[Data extracted from a collection]
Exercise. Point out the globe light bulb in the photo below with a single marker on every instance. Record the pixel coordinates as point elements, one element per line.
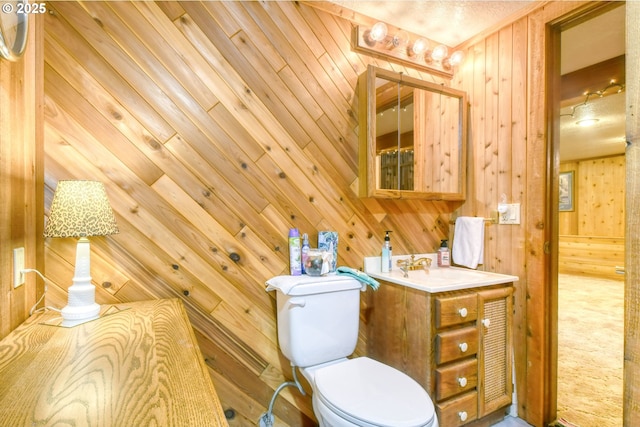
<point>439,52</point>
<point>378,31</point>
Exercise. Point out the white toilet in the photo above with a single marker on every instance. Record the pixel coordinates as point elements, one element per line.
<point>318,320</point>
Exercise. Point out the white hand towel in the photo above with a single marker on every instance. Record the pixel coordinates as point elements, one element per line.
<point>468,241</point>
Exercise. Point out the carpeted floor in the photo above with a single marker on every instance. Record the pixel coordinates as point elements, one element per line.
<point>590,350</point>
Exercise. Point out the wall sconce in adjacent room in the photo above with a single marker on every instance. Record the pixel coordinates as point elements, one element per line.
<point>398,45</point>
<point>80,209</point>
<point>583,112</point>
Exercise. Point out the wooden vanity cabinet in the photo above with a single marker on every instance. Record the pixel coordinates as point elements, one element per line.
<point>456,344</point>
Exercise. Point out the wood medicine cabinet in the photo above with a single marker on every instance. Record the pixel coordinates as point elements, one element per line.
<point>413,137</point>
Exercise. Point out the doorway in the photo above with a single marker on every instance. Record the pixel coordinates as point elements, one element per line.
<point>588,172</point>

TASK GOAL — Return each record as written, minus its images.

WORKED SOLUTION —
Exercise. Point out the globe light bulb in the photo below with a single marker on every instance. Record the pixel coordinates as point elements, one element per line.
<point>439,52</point>
<point>378,31</point>
Exercise. Point out the white toilet in the photo above with a single marker on every instance. Record the pixel coordinates as point elements, one element per line.
<point>318,320</point>
Exercise. Point out the white hand towel in the photo above with a single marker on every instance. Record the pixel coordinates as point elements, one element per line.
<point>468,241</point>
Exercise. Point out the carpeted floor in the photo above with a single marker on every instance. Record the pixel coordinates as point elements, one element per line.
<point>590,350</point>
Exercise. Point out the wall sconce in adjacent room in the photo above with a single marker on every instance. Record the pixel coordinates as point elements, one element per line.
<point>398,45</point>
<point>80,209</point>
<point>583,112</point>
Exercise. Point out the wooden vanity cabinet in the photo above with a single marker on every instance. Record the pixel coordinates as point elements, one element per line.
<point>456,344</point>
Exercise. Point out the wood medicine cabinet in the photo above with a single marker on every instance. Record the pixel coordinates as point elements, one element per line.
<point>413,137</point>
Exercise. Point out the doorway in the photo above with a single marker on every instance. Record the pixel coordinates as point elements, one element per line.
<point>588,172</point>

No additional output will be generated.